(Beginning of EXTRACTED MATERIAL)

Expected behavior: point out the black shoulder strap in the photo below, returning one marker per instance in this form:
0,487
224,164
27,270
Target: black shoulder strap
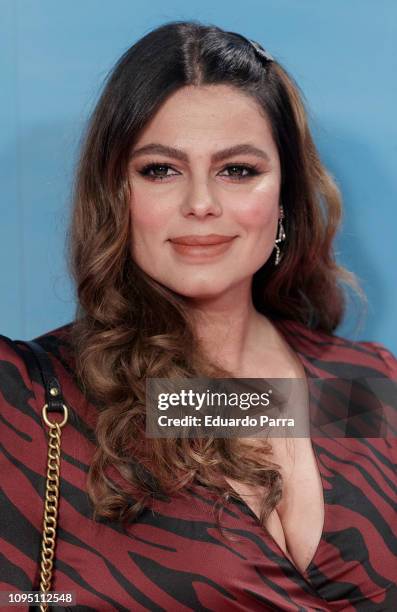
44,370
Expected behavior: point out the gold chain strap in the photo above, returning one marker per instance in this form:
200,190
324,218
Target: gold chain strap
51,501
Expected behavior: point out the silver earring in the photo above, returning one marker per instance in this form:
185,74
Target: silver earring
280,237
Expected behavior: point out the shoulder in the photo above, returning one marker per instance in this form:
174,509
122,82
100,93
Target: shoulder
339,355
17,385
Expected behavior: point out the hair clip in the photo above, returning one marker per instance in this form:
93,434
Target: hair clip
261,51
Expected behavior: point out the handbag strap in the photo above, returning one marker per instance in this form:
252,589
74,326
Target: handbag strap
41,368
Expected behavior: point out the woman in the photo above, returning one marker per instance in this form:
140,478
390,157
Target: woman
201,244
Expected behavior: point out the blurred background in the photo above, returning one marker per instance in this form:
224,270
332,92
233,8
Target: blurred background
54,57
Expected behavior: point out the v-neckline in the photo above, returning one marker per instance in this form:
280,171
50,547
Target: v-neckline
282,327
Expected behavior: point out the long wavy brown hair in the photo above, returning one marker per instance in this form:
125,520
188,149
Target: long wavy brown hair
129,327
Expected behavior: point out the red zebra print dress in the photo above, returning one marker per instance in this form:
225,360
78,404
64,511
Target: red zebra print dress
173,557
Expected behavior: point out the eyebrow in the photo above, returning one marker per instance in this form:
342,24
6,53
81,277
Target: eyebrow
240,149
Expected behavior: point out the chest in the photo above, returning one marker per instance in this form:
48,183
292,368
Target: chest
296,523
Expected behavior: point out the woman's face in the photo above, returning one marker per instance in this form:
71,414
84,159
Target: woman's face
205,164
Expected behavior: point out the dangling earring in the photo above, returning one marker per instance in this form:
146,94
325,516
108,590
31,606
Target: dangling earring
280,238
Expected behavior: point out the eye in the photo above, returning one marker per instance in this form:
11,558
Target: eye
241,171
156,171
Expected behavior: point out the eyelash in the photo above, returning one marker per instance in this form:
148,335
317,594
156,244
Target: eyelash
253,171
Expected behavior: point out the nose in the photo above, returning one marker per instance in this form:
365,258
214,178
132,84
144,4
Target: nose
200,199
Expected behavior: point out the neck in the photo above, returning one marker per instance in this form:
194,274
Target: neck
228,328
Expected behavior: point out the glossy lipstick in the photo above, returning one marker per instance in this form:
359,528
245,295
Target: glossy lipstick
197,246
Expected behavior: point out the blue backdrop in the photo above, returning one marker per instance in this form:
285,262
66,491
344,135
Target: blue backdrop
54,57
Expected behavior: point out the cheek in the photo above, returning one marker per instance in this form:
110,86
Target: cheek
258,213
147,215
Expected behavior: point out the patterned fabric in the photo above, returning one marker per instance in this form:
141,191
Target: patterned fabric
174,558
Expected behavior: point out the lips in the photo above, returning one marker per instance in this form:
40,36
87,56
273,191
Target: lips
195,240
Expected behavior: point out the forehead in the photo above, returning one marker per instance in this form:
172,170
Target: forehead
210,114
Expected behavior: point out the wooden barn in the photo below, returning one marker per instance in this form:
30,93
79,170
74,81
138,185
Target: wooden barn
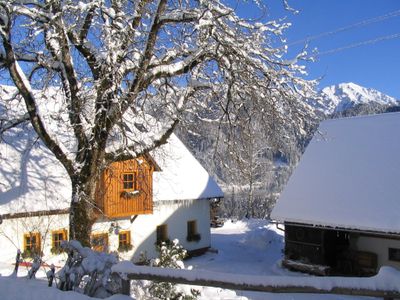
162,196
341,206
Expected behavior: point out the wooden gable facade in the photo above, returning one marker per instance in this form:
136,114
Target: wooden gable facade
126,188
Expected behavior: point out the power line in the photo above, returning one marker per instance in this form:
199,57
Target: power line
354,45
345,28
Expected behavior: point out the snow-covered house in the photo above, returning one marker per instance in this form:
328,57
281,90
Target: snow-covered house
341,206
164,195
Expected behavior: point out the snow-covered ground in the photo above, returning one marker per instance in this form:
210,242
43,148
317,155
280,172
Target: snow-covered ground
251,247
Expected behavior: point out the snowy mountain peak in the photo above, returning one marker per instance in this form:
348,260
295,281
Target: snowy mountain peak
338,98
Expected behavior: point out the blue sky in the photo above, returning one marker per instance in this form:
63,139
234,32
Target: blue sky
375,65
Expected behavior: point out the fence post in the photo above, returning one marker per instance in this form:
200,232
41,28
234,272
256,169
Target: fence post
125,286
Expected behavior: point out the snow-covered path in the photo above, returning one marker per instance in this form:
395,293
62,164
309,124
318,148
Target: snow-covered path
251,247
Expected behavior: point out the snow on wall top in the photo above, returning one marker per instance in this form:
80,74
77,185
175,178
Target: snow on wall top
31,178
348,176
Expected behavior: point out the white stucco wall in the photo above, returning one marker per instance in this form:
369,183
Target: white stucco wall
378,245
175,214
12,233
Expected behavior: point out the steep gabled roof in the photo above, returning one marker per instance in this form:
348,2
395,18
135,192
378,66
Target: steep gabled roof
32,180
348,177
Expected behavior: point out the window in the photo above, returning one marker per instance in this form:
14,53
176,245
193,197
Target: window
124,241
128,181
32,243
162,233
394,254
192,234
99,242
57,237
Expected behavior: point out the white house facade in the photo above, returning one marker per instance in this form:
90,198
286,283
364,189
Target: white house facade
35,193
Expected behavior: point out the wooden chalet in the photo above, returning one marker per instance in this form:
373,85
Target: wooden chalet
341,207
126,188
161,196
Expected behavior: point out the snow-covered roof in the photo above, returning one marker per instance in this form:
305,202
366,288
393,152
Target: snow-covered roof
348,176
31,178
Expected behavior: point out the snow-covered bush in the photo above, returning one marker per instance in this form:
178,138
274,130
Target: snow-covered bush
171,255
87,271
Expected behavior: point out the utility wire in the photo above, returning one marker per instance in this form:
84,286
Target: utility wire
368,42
358,24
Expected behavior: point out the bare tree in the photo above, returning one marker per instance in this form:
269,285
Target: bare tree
108,80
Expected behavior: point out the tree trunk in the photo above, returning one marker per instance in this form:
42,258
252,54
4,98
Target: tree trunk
81,216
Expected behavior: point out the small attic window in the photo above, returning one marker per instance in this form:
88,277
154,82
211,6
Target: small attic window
394,254
128,181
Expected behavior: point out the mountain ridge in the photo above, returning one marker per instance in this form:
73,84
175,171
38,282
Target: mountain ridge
336,99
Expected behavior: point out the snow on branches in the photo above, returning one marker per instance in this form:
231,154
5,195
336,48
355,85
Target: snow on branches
95,72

(End of EXTRACTED MATERIAL)

WHAT IS EXPECTED:
Report how many lines of the preceding records include "below". Output the number only.

OUTPUT OF THE TASK:
2